───── Data extracts ─────
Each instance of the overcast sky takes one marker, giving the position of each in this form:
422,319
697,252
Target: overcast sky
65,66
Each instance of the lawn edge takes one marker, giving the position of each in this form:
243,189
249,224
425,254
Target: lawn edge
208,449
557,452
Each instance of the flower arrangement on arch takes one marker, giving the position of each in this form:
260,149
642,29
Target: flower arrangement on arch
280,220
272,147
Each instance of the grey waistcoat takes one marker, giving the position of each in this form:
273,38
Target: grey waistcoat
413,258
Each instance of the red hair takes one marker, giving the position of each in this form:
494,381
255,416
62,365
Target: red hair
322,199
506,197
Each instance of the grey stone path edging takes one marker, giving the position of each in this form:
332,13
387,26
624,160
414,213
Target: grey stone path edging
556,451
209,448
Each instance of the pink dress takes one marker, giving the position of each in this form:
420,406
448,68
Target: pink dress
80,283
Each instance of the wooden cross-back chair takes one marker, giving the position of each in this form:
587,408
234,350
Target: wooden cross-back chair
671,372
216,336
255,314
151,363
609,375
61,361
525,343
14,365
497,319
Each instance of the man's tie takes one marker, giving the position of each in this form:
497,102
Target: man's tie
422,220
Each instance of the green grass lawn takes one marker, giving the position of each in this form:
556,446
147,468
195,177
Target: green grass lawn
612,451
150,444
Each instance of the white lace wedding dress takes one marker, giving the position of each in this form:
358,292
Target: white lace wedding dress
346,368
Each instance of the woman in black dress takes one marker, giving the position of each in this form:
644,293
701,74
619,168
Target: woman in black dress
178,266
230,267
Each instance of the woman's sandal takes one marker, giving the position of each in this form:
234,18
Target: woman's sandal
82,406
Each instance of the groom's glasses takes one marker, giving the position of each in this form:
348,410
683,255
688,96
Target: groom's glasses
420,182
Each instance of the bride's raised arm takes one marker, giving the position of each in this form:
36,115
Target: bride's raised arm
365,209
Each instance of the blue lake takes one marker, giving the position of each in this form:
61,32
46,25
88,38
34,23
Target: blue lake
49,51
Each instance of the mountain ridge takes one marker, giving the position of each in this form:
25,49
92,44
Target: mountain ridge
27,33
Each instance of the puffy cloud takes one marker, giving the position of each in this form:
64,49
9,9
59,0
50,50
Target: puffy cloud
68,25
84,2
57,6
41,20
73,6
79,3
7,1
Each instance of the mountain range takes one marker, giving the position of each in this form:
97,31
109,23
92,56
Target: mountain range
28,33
─────
- _What is being asked_: Each line from the one holding "Each instance of the puffy" through the last line of the data is to be transcribed exactly, with nothing else added.

- _Answer to this exercise_:
Each instance of the puffy cloud takes one marker, giving the position of each in this form:
64,49
9,9
59,0
50,50
Target: puffy cloud
68,25
84,2
57,6
41,20
73,6
79,3
7,1
Each instance of the mountain range takes one marker, giving the position of each in this form:
97,31
109,23
92,56
Target: mountain range
28,33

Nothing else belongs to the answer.